**WRITTEN INSTRUCTION**
Please copy the lines below word for word.

**SUPPLIED DATA**
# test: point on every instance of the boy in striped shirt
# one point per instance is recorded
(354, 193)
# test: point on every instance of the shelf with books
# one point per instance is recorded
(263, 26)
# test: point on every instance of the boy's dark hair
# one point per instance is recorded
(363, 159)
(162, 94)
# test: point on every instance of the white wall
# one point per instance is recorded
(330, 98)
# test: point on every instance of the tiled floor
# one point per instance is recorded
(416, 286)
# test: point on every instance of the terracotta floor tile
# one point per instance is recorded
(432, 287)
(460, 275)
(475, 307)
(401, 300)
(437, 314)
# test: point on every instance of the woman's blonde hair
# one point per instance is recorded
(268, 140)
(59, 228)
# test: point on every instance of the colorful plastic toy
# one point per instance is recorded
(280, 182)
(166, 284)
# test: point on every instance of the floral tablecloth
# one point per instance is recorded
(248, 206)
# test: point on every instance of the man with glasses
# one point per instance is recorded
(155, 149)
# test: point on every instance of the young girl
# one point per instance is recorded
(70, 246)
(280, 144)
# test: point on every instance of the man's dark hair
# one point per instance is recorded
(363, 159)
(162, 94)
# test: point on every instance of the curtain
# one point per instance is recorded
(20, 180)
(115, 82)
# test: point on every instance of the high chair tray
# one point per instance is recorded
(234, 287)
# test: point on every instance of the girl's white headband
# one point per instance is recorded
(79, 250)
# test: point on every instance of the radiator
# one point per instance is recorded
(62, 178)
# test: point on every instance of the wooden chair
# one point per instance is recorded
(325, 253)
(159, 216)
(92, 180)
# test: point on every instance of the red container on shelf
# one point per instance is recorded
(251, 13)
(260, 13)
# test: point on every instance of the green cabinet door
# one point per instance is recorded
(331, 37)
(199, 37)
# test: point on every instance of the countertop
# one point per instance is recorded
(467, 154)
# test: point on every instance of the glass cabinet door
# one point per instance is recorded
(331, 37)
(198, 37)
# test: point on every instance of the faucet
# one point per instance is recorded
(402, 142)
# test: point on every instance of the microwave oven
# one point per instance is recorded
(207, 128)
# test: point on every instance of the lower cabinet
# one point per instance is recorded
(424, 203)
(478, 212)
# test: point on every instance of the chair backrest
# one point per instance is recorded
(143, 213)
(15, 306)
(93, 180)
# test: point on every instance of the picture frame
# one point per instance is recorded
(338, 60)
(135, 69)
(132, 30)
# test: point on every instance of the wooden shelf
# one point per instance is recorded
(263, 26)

**FINAL ANSWER**
# test: point on every instance of the boy in striped shirt
# one point per instance is recorded
(354, 193)
# test: point on every instance of the shelf with books
# one point per instance is recorded
(263, 26)
# test: point on every instance of the boy's dark hair
# one point per instance is recorded
(363, 159)
(162, 94)
# test: point on every instance of the white wall
# one point per instance is recorded
(330, 98)
# test: point on every instance of the tiled floor
# one point per instance is recorded
(416, 286)
# test: point on every instance of the terracotta floor tile
# one point per instance is recorded
(432, 287)
(460, 275)
(475, 307)
(401, 300)
(437, 314)
# test: point on every instance of the woman's blonde hair
# one point per instance is recorded
(268, 140)
(59, 228)
# test: point on every instance of the colorful plastic toy
# one point per instance is recorded
(280, 182)
(166, 284)
# test: point on every instance of the floral tablecloth
# one point per instance is recorded
(248, 206)
# test: point on every instance of the man with glasses
# one point per instance is recorded
(155, 149)
# test: point on every instance of the young girl
# one point per instance is recorded
(70, 246)
(280, 144)
# test: point on every instance of the man's dark hair
# one point per instance is recorded
(363, 159)
(162, 94)
# test: point on every instance of the curtain
# one point per instance is recorded
(20, 180)
(115, 82)
# test: point on every instance of the high chair tray
# one point per instance is recorded
(234, 287)
# test: point on every instance of the girl's white headband
# one point per instance is recorded
(79, 250)
# test: point on every instance of the radiator
# one point per instance is recorded
(62, 178)
# test: point on every instance of the wooden chair
# one point per instance is recorded
(325, 253)
(159, 216)
(92, 180)
# test: point on every instance of the red container on shelf
# one point per instance is recorded
(251, 13)
(260, 13)
# test: point on every instance of the green cabinet door
# one point per instance is recorded
(331, 37)
(199, 37)
# test: point on every instance of the countertop
# one point per instance is recorded
(467, 154)
# test: point on every instance of the glass cabinet door
# one point per instance is recorded
(331, 37)
(198, 37)
# test: point on every instance of the faucet
# one point per instance is recorded
(402, 142)
# test: point on every instance of the microwave oven
# one point per instance is recorded
(207, 128)
# test: point on every instance of the lower cabinet
# one point per instance is recorded
(424, 203)
(478, 212)
# test: point on every instance of the chair backrest
# one point per instance is recorded
(143, 213)
(15, 306)
(93, 180)
# test: point on every instance of the picture frame
# one point per instance is recorded
(338, 60)
(135, 69)
(132, 30)
# test: point on every instance of the wooden shelf
# one point per instance is recorded
(263, 26)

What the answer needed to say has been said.